-- PROVIDED TEXT start --
Re: [NTLK] Developer Soup question

From: Will Hartung (willh_at_msoft.com)
Date: Thu Apr 29 2004 - 11:47:51 PDT


> From: "Paul Guyot" <pguyot_at_kallisys.net>
> Sent: Thursday, April 29, 2004 8:24 AM

> Aux environs du 28/04/04 à 11:44 -0700, sous le titre "[NTLK]
> Developer Soup question", Will Hartung prit sa plus belle plume pour
> écrire les mots suivants:
> >What do you think of Soups? Do you like them?
>
> Yes.
>
> >Favorite feature?
>
> Union soups.
> Complex queries.

Like what? They seemed to be mostly ranged queries (from the documentation),
i.e. frames with 'slot A </<= B </<= C. I saw the technique to pass a
function in to do arbitrary selection (though obiviously it was scanning
each frame). I guess you can just heap on the conditions to a query, and it
will "figure it out" "Give me all entries between these dates that contain
the word 'Bob'".

How does the Newton deal with dates?

> >Is the ability to simply store an arbitrary frame in a soup valuable
> >compared to having to set up a schema?
>
> One doesn't have to update the schema whenever a new class of data is
> added. This is a key feature of the NewtApp framework (one can extend
> any NewtApp application with new stationeries).

This seems key to the integration of the system, IMHO. Stand alone this is
no big deal. But start adding arbitrary applications, and this seems to be
very important.

> >Are managing "inter soup" aliases a
> >problem?
>
> No. Plus we can have N-N relations.

How do you do N-N relations?

> >At a glance, Soups seems to give a flexible ISAM storage system, without
> >having to worry about table definitions etc, but not quite making the
leap
> >to being an "OODB", notably when you try and store a Frame graph of items
> >that may already be stored in a soup (which makes the system simpler).
-- PROVIDED TEXT end --
-- MATERIAL start --
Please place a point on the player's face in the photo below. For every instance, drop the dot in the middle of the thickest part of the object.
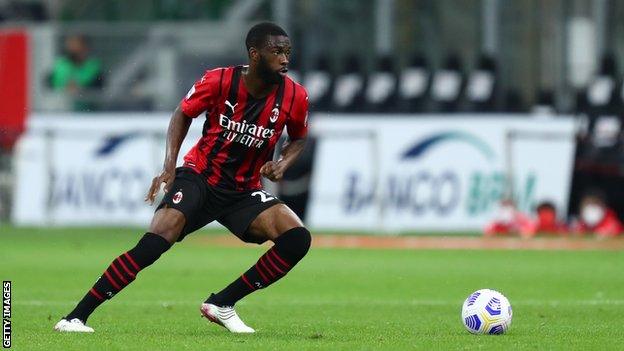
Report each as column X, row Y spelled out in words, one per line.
column 273, row 60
-- MATERIAL end --
REQUIRED TASK: In the Developer Soup thread, what reason does Paul Guyot give for valuing the ability to store an arbitrary frame in a soup over setting up a schema? Answer in one to three sentences.

REPLY: Storing arbitrary frames means the schema does not have to be updated whenever a new class of data is added. This is a key feature of the NewtApp framework, because it lets any NewtApp application be extended with new stationeries.